* [Textauszug]:
▬▬▬▬▬▬
Roger de Bussy-Rabutin weigert sich, während seines Exils in Vergessenheit zu geraten, und schafft in seinem Herrensitz nicht nur das Who’s Who seiner Epoche, sondern vor allem eine Übersicht des Porträts als Bildergenre.
So finden sich in den adeligen Gemächern:
©Base Regards / Centre des monuments nationaux
Roger de Rabutin schafft sein Dekor mit einem konkreten Ziel: Die Welt des französischen Hofs, von dem er ausgeschlossen wurde, nachzubilden. Das Vergessen lehnt er ab und versucht, sich mit Porträts von wichtigen Persönlichkeiten zu trösten, welche die Wände im ersten Stock schmücken. Auf diese Weise vollbringt er die Meisterleistung, die Atmosphäre des Hofs in seinem Herrensitz im Burgund aufleben zu lassen.
▬▬▬▬▬▬
* [Schriftliche Aufgaben]:
(A) Zitieren Sie aus dem Textauszug die Stelle, die mit den Worten „Roger de Bussy-Rabutin“ anfängt und nach „Porträts als Bildergenre.“ aufhört.
(B) Fassen Sie den Textauszug in zwei Sätzen zusammen.

* [Vorliegende Datensätze]:
▬▬▬▬▬▬
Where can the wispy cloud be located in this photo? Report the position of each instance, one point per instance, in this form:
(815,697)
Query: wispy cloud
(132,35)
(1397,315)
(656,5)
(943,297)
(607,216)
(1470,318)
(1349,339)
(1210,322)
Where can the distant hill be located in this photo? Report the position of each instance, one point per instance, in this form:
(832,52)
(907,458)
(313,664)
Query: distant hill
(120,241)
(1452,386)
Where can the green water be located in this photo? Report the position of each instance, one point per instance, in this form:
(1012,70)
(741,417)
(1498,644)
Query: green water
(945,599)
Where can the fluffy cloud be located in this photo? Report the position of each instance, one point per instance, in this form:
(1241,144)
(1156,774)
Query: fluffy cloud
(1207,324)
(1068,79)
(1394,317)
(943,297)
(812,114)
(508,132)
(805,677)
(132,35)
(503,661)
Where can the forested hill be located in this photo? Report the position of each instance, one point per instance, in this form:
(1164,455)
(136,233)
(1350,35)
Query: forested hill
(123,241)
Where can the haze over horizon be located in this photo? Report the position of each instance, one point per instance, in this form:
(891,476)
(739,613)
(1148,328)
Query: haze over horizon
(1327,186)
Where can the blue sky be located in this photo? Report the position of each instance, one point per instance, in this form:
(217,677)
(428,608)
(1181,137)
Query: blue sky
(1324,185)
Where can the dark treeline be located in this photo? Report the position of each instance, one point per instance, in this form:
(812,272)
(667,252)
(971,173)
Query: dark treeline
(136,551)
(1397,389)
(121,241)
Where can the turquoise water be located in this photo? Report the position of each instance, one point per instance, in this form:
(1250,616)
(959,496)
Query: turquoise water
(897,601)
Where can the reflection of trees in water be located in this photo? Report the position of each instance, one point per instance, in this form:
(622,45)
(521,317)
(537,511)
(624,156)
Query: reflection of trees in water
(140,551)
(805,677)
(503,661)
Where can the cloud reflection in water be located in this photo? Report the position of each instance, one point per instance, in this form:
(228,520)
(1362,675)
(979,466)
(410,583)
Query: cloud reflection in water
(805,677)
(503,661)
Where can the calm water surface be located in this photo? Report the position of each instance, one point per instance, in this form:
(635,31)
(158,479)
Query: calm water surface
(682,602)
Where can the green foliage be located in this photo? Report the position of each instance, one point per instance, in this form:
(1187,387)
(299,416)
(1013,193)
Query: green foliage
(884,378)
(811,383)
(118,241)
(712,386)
▬▬▬▬▬▬
* [Antworten]:
(A)
Roger de Bussy-Rabutin weigert sich, während seines Exils in Vergessenheit zu geraten, und schafft in seinem Herrensitz nicht nur das Who’s Who seiner Epoche, sondern vor allem eine Übersicht des Porträts als Bildergenre.

(B) Roger de Bussy-Rabutin will im Exil nicht in Vergessenheit geraten und schmückt die Wände im ersten Stock seines Herrensitzes im Burgund mit Porträts wichtiger Persönlichkeiten. Damit bildet er die Welt des französischen Hofs nach, von dem er ausgeschlossen wurde, und schafft zugleich eine Übersicht des Porträts als Bildergenre.